§ **SELECTED EXTRACT**:
>>>

A new study has found that the development of asthma in children living in metropolitans or big cities is not just related to the fact that they have taken birth or grown up in a big city.
The latest study has provided contradictory findings from the decade-old assumptions on the so-called inner city asthma epidemic.
The researchers at Baltimore-based Johns Hopkins University found that being black, poor or Puerto Rican are the most crucial factors that determine a child’s risk of developing the breathing problem such as asthma.
Dr. Corinne Keet, an asthma and pediatric allergy specialist at Johns Hopkins, said, “Our findings highlight the changing face of pediatric asthma and also suggest that living in an urban area is, by itself, not a risk factor for asthma.”
According to Keet, this is a fact that previous studies have looked at rates of asthma among children within specific cities, but none of them has compared asthma rates in inner city areas countrywide, or even took the comparative analysis of asthma rates compares with other types of communities.
For the new study, the researchers collected national survey data from 2009 to 2011 on over 23,000 children between age group six and 17. The team of researchers looked at asthma rates based on population figures and factors like race, income and ethnicity.
The researchers discovered no statistically important difference in the asthma rates between children in inner-city and those living elsewhere.
It was found that children who were black (17 percent) or Puerto Rican (20 percent) developed far higher asthma rates in comparison to Asian children (8 percent), Hispanic children (9 percent) and white children (10 percent).
The study team also found wide difference by geographical factors, with 17 percent of children from Northeastern cities having asthma compared to the eight percent living in western states.
The study did not considered those factors that have any influence on the severity of asthma, which could be more prevalent in big cities, according to the authors. Researchers said that will be taken as a subject of a follow-on study.
The report of the US Centers for Disease Control and Prevention (CDC) has shown that the asthma disease affects 6.8 million children in the United States.
The study’s findings were published in the Journal of Allergy and Clinical Immunology on Tuesday.

<<<

§ **SUPPLIED RECORDS**:
>>>

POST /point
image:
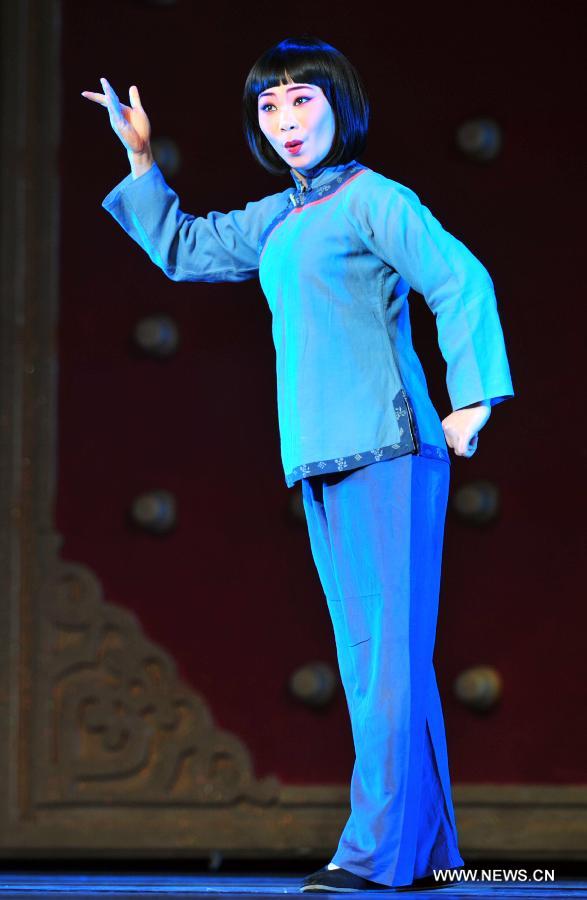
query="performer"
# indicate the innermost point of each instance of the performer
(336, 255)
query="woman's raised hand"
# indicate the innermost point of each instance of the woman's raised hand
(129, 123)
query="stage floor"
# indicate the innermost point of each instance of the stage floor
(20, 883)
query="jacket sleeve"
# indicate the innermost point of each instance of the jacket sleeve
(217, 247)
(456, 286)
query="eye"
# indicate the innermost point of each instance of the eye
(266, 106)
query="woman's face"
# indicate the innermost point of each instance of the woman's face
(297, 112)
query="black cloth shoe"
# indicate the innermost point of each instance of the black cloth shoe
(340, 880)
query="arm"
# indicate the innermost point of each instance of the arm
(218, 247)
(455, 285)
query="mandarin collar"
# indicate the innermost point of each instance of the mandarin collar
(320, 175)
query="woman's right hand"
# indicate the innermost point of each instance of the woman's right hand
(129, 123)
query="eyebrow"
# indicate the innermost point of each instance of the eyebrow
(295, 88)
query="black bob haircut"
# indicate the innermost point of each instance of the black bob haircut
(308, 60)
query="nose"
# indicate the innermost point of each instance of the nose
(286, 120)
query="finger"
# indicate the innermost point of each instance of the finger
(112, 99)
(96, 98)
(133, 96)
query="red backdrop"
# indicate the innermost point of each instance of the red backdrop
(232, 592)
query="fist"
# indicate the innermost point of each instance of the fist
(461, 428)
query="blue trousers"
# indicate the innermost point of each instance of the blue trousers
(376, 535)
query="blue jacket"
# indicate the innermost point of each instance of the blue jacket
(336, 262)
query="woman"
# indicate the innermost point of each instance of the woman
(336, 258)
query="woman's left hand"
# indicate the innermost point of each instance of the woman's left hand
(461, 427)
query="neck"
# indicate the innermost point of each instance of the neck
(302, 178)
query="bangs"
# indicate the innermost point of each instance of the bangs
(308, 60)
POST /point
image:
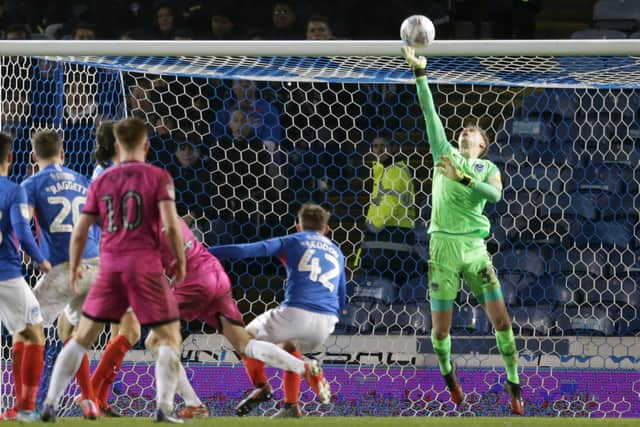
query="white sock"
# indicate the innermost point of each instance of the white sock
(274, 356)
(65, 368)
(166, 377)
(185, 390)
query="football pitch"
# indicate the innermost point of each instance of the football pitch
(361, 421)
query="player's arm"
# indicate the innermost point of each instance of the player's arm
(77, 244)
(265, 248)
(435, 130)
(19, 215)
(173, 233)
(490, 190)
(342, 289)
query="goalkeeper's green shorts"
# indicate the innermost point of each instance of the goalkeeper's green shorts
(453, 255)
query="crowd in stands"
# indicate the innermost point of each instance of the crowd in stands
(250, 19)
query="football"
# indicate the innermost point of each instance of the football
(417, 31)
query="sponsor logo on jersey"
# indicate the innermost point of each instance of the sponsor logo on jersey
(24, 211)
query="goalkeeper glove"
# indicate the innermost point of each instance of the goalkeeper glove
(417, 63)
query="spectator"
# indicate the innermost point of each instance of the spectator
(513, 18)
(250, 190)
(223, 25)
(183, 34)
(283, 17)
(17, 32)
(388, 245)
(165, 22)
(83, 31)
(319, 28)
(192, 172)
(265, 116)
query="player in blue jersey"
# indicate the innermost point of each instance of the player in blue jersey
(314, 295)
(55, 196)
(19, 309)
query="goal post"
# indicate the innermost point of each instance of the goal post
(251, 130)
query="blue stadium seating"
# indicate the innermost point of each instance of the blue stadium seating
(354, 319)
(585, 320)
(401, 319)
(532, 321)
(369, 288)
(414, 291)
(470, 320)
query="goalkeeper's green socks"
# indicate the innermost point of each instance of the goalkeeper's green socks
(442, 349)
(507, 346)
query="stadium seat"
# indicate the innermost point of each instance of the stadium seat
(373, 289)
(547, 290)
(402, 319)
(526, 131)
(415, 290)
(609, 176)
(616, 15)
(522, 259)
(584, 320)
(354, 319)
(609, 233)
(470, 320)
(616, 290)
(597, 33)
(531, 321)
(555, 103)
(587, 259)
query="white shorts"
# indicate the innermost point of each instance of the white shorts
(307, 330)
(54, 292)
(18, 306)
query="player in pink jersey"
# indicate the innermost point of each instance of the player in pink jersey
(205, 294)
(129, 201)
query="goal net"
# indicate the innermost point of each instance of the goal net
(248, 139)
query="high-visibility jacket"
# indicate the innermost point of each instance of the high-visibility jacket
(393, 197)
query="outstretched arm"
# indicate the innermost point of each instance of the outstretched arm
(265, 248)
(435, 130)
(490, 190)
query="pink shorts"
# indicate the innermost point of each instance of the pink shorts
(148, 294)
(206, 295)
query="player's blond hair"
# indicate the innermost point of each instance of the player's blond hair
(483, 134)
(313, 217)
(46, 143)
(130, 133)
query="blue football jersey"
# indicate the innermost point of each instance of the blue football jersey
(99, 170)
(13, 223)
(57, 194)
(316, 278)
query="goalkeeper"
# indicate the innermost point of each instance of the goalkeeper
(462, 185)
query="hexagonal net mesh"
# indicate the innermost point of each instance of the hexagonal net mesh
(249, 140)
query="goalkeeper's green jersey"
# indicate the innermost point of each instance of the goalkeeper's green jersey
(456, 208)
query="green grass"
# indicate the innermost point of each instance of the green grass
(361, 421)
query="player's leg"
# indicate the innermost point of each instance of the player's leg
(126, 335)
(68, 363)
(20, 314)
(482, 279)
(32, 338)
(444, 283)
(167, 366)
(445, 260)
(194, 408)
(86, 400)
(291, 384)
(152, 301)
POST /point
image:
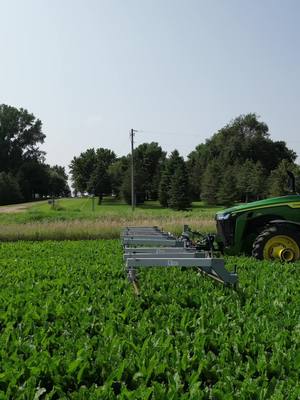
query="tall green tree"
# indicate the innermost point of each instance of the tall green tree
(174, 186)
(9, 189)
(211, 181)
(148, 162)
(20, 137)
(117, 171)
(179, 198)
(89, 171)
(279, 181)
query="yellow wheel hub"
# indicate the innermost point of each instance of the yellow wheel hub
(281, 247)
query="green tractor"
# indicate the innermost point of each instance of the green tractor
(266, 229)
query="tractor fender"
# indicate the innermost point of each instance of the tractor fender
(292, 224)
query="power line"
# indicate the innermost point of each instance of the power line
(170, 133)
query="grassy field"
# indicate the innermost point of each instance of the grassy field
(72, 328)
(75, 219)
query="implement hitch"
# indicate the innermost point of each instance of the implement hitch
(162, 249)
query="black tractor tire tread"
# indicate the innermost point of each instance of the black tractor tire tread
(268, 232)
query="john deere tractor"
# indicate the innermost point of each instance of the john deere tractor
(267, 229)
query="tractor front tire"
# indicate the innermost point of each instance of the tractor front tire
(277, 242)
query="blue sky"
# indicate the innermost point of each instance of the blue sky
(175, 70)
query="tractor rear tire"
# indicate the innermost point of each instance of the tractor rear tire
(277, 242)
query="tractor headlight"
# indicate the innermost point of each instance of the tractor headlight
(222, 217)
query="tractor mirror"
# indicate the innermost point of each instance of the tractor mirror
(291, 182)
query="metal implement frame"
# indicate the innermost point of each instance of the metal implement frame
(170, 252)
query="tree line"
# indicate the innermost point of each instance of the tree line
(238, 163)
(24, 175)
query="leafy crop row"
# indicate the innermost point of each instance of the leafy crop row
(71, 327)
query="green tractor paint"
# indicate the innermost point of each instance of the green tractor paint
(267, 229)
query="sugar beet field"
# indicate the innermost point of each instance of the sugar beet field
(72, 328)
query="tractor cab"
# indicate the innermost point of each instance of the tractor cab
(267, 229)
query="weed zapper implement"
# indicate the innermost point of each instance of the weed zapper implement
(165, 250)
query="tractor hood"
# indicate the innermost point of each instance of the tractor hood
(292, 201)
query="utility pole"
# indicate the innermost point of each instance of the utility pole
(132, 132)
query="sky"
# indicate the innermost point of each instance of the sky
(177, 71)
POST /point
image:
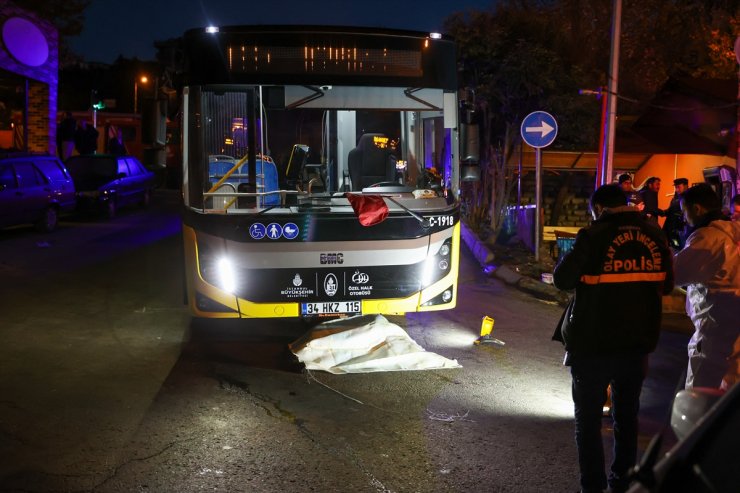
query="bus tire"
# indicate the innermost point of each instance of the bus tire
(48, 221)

<<<

§ **WORK ORDER**: Could you duplicate the passage of the asthma study text from "Dr. Corinne Keet, an" up to and including "types of communities."?

§ **RESULT BELOW**:
Dr. Corinne Keet, an asthma and pediatric allergy specialist at Johns Hopkins, said, “Our findings highlight the changing face of pediatric asthma and also suggest that living in an urban area is, by itself, not a risk factor for asthma.”
According to Keet, this is a fact that previous studies have looked at rates of asthma among children within specific cities, but none of them has compared asthma rates in inner city areas countrywide, or even took the comparative analysis of asthma rates compares with other types of communities.